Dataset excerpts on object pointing
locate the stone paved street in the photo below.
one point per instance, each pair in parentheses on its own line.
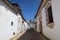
(31,35)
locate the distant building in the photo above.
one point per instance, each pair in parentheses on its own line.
(48,18)
(10,20)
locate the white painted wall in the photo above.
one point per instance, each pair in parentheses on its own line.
(54,33)
(6,17)
(37,20)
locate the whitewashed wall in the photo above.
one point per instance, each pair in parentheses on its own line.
(6,17)
(37,24)
(54,33)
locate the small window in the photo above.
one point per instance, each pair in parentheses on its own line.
(11,23)
(49,15)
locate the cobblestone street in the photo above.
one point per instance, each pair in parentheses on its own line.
(31,34)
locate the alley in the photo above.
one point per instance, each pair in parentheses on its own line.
(31,34)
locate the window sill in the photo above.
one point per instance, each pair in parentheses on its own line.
(50,25)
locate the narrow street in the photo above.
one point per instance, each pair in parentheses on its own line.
(31,34)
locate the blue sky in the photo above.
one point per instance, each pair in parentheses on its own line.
(28,7)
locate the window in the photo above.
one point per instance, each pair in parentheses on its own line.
(11,23)
(49,15)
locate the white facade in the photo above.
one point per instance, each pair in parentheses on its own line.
(37,27)
(10,23)
(52,33)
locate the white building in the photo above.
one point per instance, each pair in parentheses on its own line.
(49,11)
(10,20)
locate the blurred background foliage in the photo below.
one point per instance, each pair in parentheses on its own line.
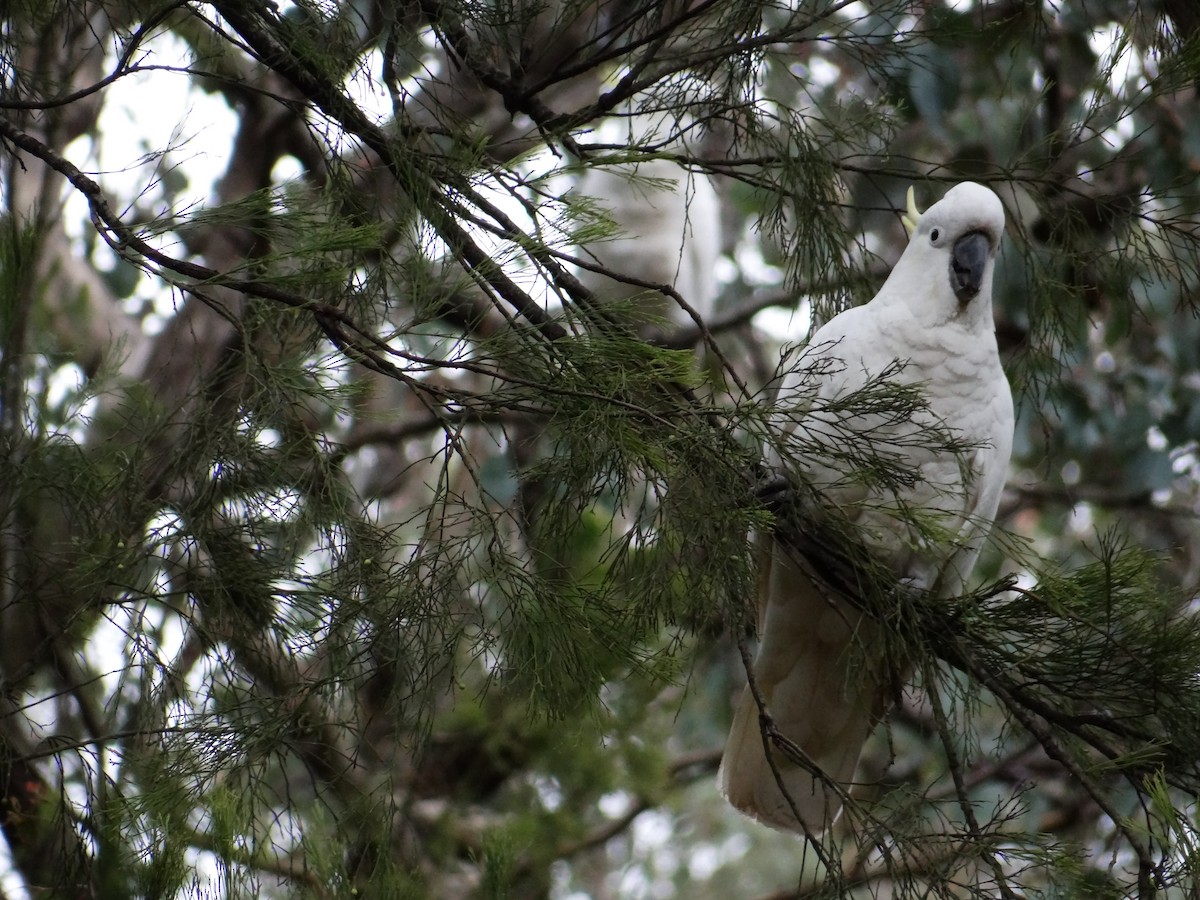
(363,537)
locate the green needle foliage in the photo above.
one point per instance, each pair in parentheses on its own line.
(352,546)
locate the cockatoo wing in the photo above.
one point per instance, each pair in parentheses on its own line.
(820,667)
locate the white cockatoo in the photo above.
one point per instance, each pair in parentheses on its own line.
(821,666)
(667,223)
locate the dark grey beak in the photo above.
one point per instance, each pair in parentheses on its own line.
(967,262)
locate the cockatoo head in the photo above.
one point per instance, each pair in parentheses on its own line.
(952,247)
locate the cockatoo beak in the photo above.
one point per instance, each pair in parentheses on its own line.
(967,263)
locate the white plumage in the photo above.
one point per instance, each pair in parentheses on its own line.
(819,664)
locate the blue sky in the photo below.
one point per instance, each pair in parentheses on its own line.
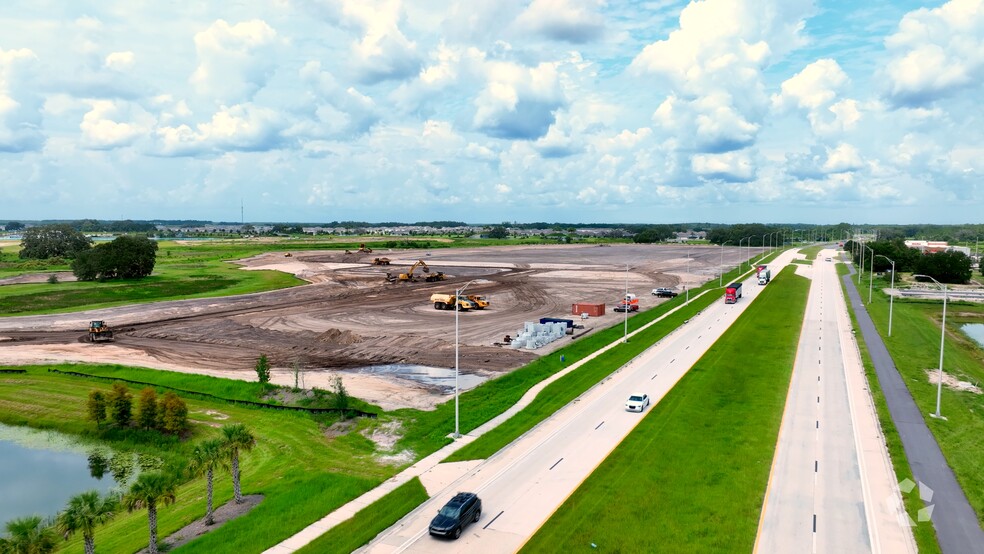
(490,110)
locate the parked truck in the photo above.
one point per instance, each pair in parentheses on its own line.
(764,275)
(447,302)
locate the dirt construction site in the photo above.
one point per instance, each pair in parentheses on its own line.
(385,339)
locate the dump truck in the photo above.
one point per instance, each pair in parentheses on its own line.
(99,332)
(447,302)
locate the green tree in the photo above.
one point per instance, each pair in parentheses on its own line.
(236,438)
(28,535)
(49,241)
(147,409)
(341,396)
(498,232)
(263,369)
(120,405)
(96,407)
(85,512)
(126,257)
(205,459)
(172,414)
(150,490)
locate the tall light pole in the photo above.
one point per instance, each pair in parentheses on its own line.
(891,297)
(939,385)
(457,308)
(871,272)
(721,269)
(625,300)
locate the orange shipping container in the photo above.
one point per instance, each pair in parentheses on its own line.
(593,310)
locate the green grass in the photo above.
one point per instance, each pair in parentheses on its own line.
(924,533)
(692,475)
(302,474)
(370,521)
(915,346)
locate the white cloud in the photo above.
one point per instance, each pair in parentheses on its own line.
(936,52)
(518,102)
(20,103)
(730,166)
(573,21)
(114,124)
(120,61)
(235,61)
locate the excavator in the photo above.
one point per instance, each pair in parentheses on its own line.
(409,276)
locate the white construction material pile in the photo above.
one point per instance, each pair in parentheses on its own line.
(535,335)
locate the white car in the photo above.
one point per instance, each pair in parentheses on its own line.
(637,402)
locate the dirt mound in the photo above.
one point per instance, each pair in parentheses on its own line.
(336,336)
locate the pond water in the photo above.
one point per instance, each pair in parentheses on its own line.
(41,470)
(974,331)
(441,378)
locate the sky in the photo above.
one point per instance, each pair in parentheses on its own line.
(489,111)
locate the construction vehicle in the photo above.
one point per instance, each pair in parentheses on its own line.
(99,332)
(447,302)
(409,275)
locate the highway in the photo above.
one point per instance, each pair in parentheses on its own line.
(832,488)
(523,484)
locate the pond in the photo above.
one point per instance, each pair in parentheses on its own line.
(975,331)
(41,470)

> **Description of the task**: Recast all of the material above as a Markdown table with a "Row" column numbering each line and a "Line" column holding its text, skipping blank lines. Leave the pictures out of the table.

> **Finished answer**:
| Row | Line |
|---|---|
| 1 | locate the stone paved street in the photo below. |
| 2 | one point per instance, each pair in parentheses on its own line. |
| 3 | (31,35) |
| 4 | locate the distant building in the photo above. |
| 5 | one point per instance, each pair in parentheses on its own line. |
| 6 | (48,18) |
| 7 | (10,20) |
| 8 | locate the white painted wall in the photo above. |
| 9 | one point per instance, each pair in parentheses on its own line. |
| 10 | (54,33) |
| 11 | (6,17) |
| 12 | (37,20) |
| 13 | locate the whitewashed wall in the photo above. |
| 14 | one point per instance, each pair in parentheses on its own line. |
| 15 | (6,17) |
| 16 | (37,24) |
| 17 | (54,33) |
| 18 | locate the small window in the photo above. |
| 19 | one point per instance, each pair in parentheses on its own line. |
| 20 | (11,23) |
| 21 | (49,15) |
| 22 | locate the cobblestone street in the photo above. |
| 23 | one point per instance, each pair in parentheses on its own line. |
| 24 | (31,34) |
| 25 | locate the alley in the photo above. |
| 26 | one point per instance, each pair in parentheses on its own line. |
| 27 | (31,34) |
| 28 | locate the window sill in the photo above. |
| 29 | one point per instance, each pair in parentheses on its own line. |
| 30 | (50,25) |
| 31 | locate the narrow street in the photo above. |
| 32 | one point per instance, each pair in parentheses on its own line. |
| 33 | (31,34) |
| 34 | locate the blue sky in the photo above. |
| 35 | one point per instance, each pair in parentheses on its own line. |
| 36 | (28,7) |
| 37 | locate the window in the photo above. |
| 38 | one point per instance, each pair in parentheses on its own line. |
| 39 | (11,23) |
| 40 | (49,15) |
| 41 | locate the white facade in the photo above. |
| 42 | one point per instance, each pair in parentheses on its own line. |
| 43 | (37,27) |
| 44 | (10,23) |
| 45 | (52,33) |
| 46 | locate the white building in the photo above. |
| 47 | one point per instance, each pair in parentheses on its own line. |
| 48 | (49,11) |
| 49 | (10,20) |
| 50 | locate the blurred background foliage in the photo below. |
| 51 | one point per instance, each pair in parentheses on its own line. |
| 52 | (363,537) |
| 53 | locate the green needle foliage in the photo above. |
| 54 | one point per instance, each pair in parentheses on its own line. |
| 55 | (352,546) |
| 56 | locate the cockatoo wing in the photo above. |
| 57 | one point per instance, each pair in parentheses on its own line. |
| 58 | (820,667) |
| 59 | locate the white cockatoo in the photo above. |
| 60 | one point per instance, each pair in parentheses on its own line. |
| 61 | (821,666) |
| 62 | (667,223) |
| 63 | locate the dark grey beak in the photo above. |
| 64 | one point per instance, each pair in parentheses on its own line. |
| 65 | (967,262) |
| 66 | locate the cockatoo head in the photo above. |
| 67 | one point per instance, each pair in parentheses on its own line. |
| 68 | (952,247) |
| 69 | locate the cockatoo beak in the photo above. |
| 70 | one point per instance, each pair in parentheses on its own line. |
| 71 | (967,263) |
| 72 | locate the white plumage in the photo above. |
| 73 | one point per instance, each pair in parentheses on its own line. |
| 74 | (819,664) |
| 75 | locate the blue sky in the photo below. |
| 76 | one point per instance, each pair in parentheses on its own line. |
| 77 | (490,110) |
| 78 | locate the parked truck in the photo above. |
| 79 | one point per instance, each pair in parentheses on its own line. |
| 80 | (764,275) |
| 81 | (447,302) |
| 82 | locate the dirt construction site in the photo above. |
| 83 | one point per instance, each pair in parentheses on its own line. |
| 84 | (385,339) |
| 85 | locate the dump truck in the photo above. |
| 86 | one point per instance, each pair in parentheses on its own line. |
| 87 | (99,332) |
| 88 | (447,302) |
| 89 | locate the green tree in the photo above. |
| 90 | one point per instance, each pair in parentheses on its own line. |
| 91 | (236,438) |
| 92 | (28,535) |
| 93 | (49,241) |
| 94 | (147,409) |
| 95 | (341,396) |
| 96 | (498,232) |
| 97 | (263,369) |
| 98 | (120,405) |
| 99 | (96,407) |
| 100 | (85,512) |
| 101 | (126,257) |
| 102 | (205,459) |
| 103 | (172,414) |
| 104 | (150,490) |
| 105 | locate the tall light pole in the photo above. |
| 106 | one point per instance, each pair in parentheses on its own line. |
| 107 | (891,297) |
| 108 | (939,385) |
| 109 | (457,308) |
| 110 | (871,272) |
| 111 | (721,269) |
| 112 | (625,300) |
| 113 | locate the orange shipping container in the photo above. |
| 114 | one point per instance, each pair in parentheses on its own line. |
| 115 | (593,310) |
| 116 | locate the green grass in the photo above. |
| 117 | one point per instance, each pair in parentheses on its own line. |
| 118 | (924,533) |
| 119 | (692,475) |
| 120 | (302,474) |
| 121 | (370,521) |
| 122 | (915,346) |
| 123 | locate the white cloud in the photo above. |
| 124 | one point per instance, each pair in parentheses on its own line. |
| 125 | (936,52) |
| 126 | (518,102) |
| 127 | (20,103) |
| 128 | (730,166) |
| 129 | (573,21) |
| 130 | (114,124) |
| 131 | (120,61) |
| 132 | (235,61) |
| 133 | locate the excavator in the photo above. |
| 134 | one point per instance, each pair in parentheses on its own line. |
| 135 | (409,276) |
| 136 | locate the white construction material pile in the photo above. |
| 137 | one point per instance, each pair in parentheses on its own line. |
| 138 | (535,335) |
| 139 | locate the white car in the photo above. |
| 140 | one point per instance, each pair in parentheses on its own line. |
| 141 | (637,402) |
| 142 | locate the dirt mound in the photo above. |
| 143 | one point per instance, each pair in parentheses on its own line. |
| 144 | (336,336) |
| 145 | locate the pond water in the photo above. |
| 146 | one point per instance, each pair in parentheses on its own line. |
| 147 | (41,470) |
| 148 | (974,331) |
| 149 | (441,378) |
| 150 | locate the sky in the photo above. |
| 151 | one point per instance, each pair in parentheses on its own line. |
| 152 | (489,111) |
| 153 | locate the construction vehicle in the photo above. |
| 154 | one point per instance, each pair in parentheses on its own line. |
| 155 | (99,332) |
| 156 | (447,302) |
| 157 | (409,275) |
| 158 | locate the highway in the photo above. |
| 159 | one point per instance, each pair in parentheses on its own line. |
| 160 | (832,488) |
| 161 | (523,484) |
| 162 | locate the pond in the photo above. |
| 163 | one point per instance, each pair in parentheses on its own line. |
| 164 | (975,331) |
| 165 | (41,470) |